Work order:
What is needed here is an exact repetition of the records below, beginning at the line that has "positive clicks: (283, 142)" and stopping after the line that has "positive clicks: (145, 49)".
*** Data supplied ***
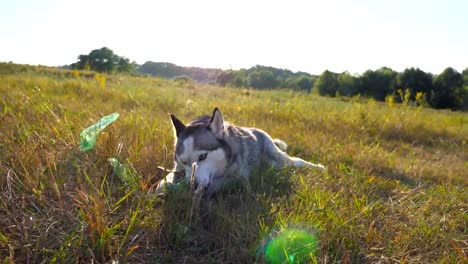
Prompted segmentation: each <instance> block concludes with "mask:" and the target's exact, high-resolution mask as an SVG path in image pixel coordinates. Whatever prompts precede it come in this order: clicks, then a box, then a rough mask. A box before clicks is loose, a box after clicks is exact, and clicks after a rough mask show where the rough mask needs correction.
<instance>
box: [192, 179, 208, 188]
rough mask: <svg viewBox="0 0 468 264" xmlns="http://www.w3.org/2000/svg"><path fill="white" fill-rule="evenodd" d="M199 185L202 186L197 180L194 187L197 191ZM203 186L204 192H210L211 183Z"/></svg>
mask: <svg viewBox="0 0 468 264" xmlns="http://www.w3.org/2000/svg"><path fill="white" fill-rule="evenodd" d="M199 185H200V183H199V182H198V181H197V180H195V183H194V185H193V187H194V189H195V190H196V189H198V186H199ZM203 185H204V186H203V191H208V189H209V188H210V185H211V182H209V183H208V184H203Z"/></svg>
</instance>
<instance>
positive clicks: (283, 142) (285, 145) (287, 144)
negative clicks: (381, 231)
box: [273, 138, 288, 152]
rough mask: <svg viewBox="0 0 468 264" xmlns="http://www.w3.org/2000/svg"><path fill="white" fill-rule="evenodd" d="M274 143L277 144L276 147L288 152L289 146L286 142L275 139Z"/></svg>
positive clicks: (273, 141) (274, 139) (279, 148)
mask: <svg viewBox="0 0 468 264" xmlns="http://www.w3.org/2000/svg"><path fill="white" fill-rule="evenodd" d="M273 143H275V145H276V146H277V147H278V148H279V149H281V150H282V151H284V152H286V150H287V149H288V144H286V142H284V141H283V140H281V139H277V138H275V139H273Z"/></svg>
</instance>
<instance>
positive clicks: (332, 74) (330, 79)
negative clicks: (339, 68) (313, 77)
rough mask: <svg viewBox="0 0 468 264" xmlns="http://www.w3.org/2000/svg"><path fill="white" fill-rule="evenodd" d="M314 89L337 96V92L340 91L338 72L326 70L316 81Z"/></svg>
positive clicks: (328, 93) (318, 91)
mask: <svg viewBox="0 0 468 264" xmlns="http://www.w3.org/2000/svg"><path fill="white" fill-rule="evenodd" d="M314 89H315V90H316V91H317V92H318V93H319V94H320V95H327V96H332V97H334V96H336V92H337V91H338V79H337V74H336V73H333V72H330V71H329V70H325V71H324V72H323V73H322V74H321V75H320V77H319V78H318V79H317V81H316V82H315V84H314Z"/></svg>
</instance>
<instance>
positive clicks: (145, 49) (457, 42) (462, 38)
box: [0, 0, 468, 74]
mask: <svg viewBox="0 0 468 264" xmlns="http://www.w3.org/2000/svg"><path fill="white" fill-rule="evenodd" d="M103 46H106V47H109V48H110V49H112V50H113V51H114V52H115V53H117V54H118V55H121V56H125V57H127V58H129V59H130V60H135V61H136V62H137V63H140V64H142V63H144V62H145V61H148V60H151V61H164V62H166V61H167V62H172V63H175V64H178V65H182V66H200V67H214V68H222V69H229V68H232V69H239V68H249V67H251V66H254V65H256V64H260V65H265V66H274V67H278V68H287V69H290V70H293V71H306V72H309V73H312V74H320V73H322V72H323V71H324V70H325V69H329V70H331V71H335V72H342V71H346V70H347V71H349V72H351V73H362V72H364V71H365V70H367V69H373V70H375V69H377V68H379V67H381V66H388V67H391V68H393V69H394V70H397V71H403V70H404V69H405V68H407V67H419V68H420V69H422V70H424V71H428V72H432V73H440V72H441V71H442V70H443V69H444V68H446V67H448V66H451V67H454V68H455V69H457V70H458V71H462V70H463V69H464V68H466V67H468V1H467V0H437V1H436V0H426V1H423V0H357V1H351V0H308V1H296V0H290V1H286V0H283V1H275V0H269V1H263V0H233V1H223V0H212V1H206V0H166V1H156V0H132V1H120V0H80V1H77V0H74V1H69V0H0V61H13V62H15V63H26V64H42V65H50V66H57V65H64V64H70V63H73V62H76V61H77V56H78V55H79V54H88V53H89V52H90V51H91V50H93V49H97V48H101V47H103Z"/></svg>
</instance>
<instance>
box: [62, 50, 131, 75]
mask: <svg viewBox="0 0 468 264" xmlns="http://www.w3.org/2000/svg"><path fill="white" fill-rule="evenodd" d="M71 68H72V69H78V70H93V71H97V72H107V73H111V72H114V71H117V72H136V70H135V65H134V64H132V63H130V61H129V59H127V58H124V57H120V56H118V55H117V54H114V52H113V51H112V50H111V49H109V48H107V47H103V48H100V49H95V50H92V51H91V52H90V53H89V54H88V55H79V56H78V61H77V62H76V63H73V64H72V65H71Z"/></svg>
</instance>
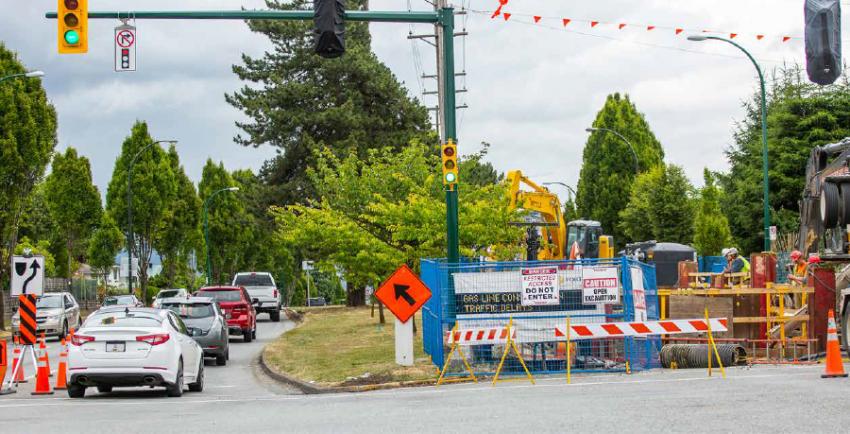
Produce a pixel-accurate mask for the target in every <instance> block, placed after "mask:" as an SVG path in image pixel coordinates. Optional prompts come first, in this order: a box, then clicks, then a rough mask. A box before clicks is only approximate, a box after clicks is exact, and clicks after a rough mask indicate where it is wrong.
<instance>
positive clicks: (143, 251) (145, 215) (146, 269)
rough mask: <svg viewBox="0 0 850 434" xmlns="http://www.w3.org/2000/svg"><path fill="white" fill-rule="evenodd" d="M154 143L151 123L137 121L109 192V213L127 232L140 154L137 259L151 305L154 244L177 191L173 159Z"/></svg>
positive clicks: (123, 153) (122, 150)
mask: <svg viewBox="0 0 850 434" xmlns="http://www.w3.org/2000/svg"><path fill="white" fill-rule="evenodd" d="M152 143H153V139H152V138H151V136H150V134H149V133H148V125H147V123H145V122H142V121H137V122H136V123H135V124H134V125H133V128H132V130H131V131H130V135H129V136H128V137H127V138H126V139H124V143H123V144H122V146H121V155H119V157H118V160H117V161H115V167H114V169H113V171H112V179H111V180H110V181H109V188H108V189H107V192H106V207H107V211H108V212H109V214H110V216H111V217H112V218H113V219H114V220H115V221H116V222H117V223H118V225H119V227H121V229H122V231H124V233H127V229H128V226H129V222H128V218H127V178H128V169H129V166H130V162H131V161H132V159H133V158H134V157H135V156H137V155H138V158H136V162H135V164H134V165H133V174H132V175H133V176H132V191H133V200H132V203H131V205H132V207H133V228H132V229H133V234H134V236H135V240H134V242H133V256H134V258H137V259H138V261H139V284H140V286H141V289H142V294H143V297H144V298H145V302H146V303H149V302H150V300H149V298H150V297H149V294H148V291H147V288H148V269H149V266H150V260H151V254H152V252H153V248H154V242H155V240H156V239H158V237H159V236H160V232H161V231H162V227H163V226H162V225H163V222H164V220H165V218H166V216H167V214H168V209H169V207H170V206H171V201H173V200H174V196H175V194H176V192H177V181H176V179H175V176H174V173H173V172H172V170H171V160H170V159H169V157H168V155H167V153H166V152H165V151H164V150H163V149H162V148H160V147H159V145H152ZM149 145H150V147H148V148H146V147H147V146H149Z"/></svg>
*** End of Data supplied ***
Response below:
positive clicks: (283, 142) (285, 145) (287, 144)
negative clicks: (381, 231)
box: [273, 138, 288, 152]
rough mask: <svg viewBox="0 0 468 264" xmlns="http://www.w3.org/2000/svg"><path fill="white" fill-rule="evenodd" d="M274 143L277 144L276 147L288 152L289 146L286 142L275 139Z"/></svg>
positive clicks: (273, 141) (274, 139) (279, 148)
mask: <svg viewBox="0 0 468 264" xmlns="http://www.w3.org/2000/svg"><path fill="white" fill-rule="evenodd" d="M273 143H275V145H276V146H277V147H278V148H279V149H281V150H282V151H284V152H286V150H287V149H288V144H286V142H284V141H283V140H281V139H277V138H275V139H273Z"/></svg>
</instance>
<instance>
positive clicks: (332, 74) (330, 79)
negative clicks: (339, 68) (313, 77)
rough mask: <svg viewBox="0 0 468 264" xmlns="http://www.w3.org/2000/svg"><path fill="white" fill-rule="evenodd" d="M314 89L337 96V92L340 91L338 72L326 70L316 81Z"/></svg>
positive clicks: (328, 93) (318, 91)
mask: <svg viewBox="0 0 468 264" xmlns="http://www.w3.org/2000/svg"><path fill="white" fill-rule="evenodd" d="M314 89H315V90H316V91H317V92H318V93H319V94H320V95H327V96H332V97H334V96H336V92H337V91H338V79H337V74H336V73H333V72H330V71H329V70H325V71H324V72H323V73H322V74H321V75H320V77H319V78H318V79H317V81H316V82H315V84H314Z"/></svg>
</instance>
<instance>
positive clicks: (145, 49) (457, 42) (462, 38)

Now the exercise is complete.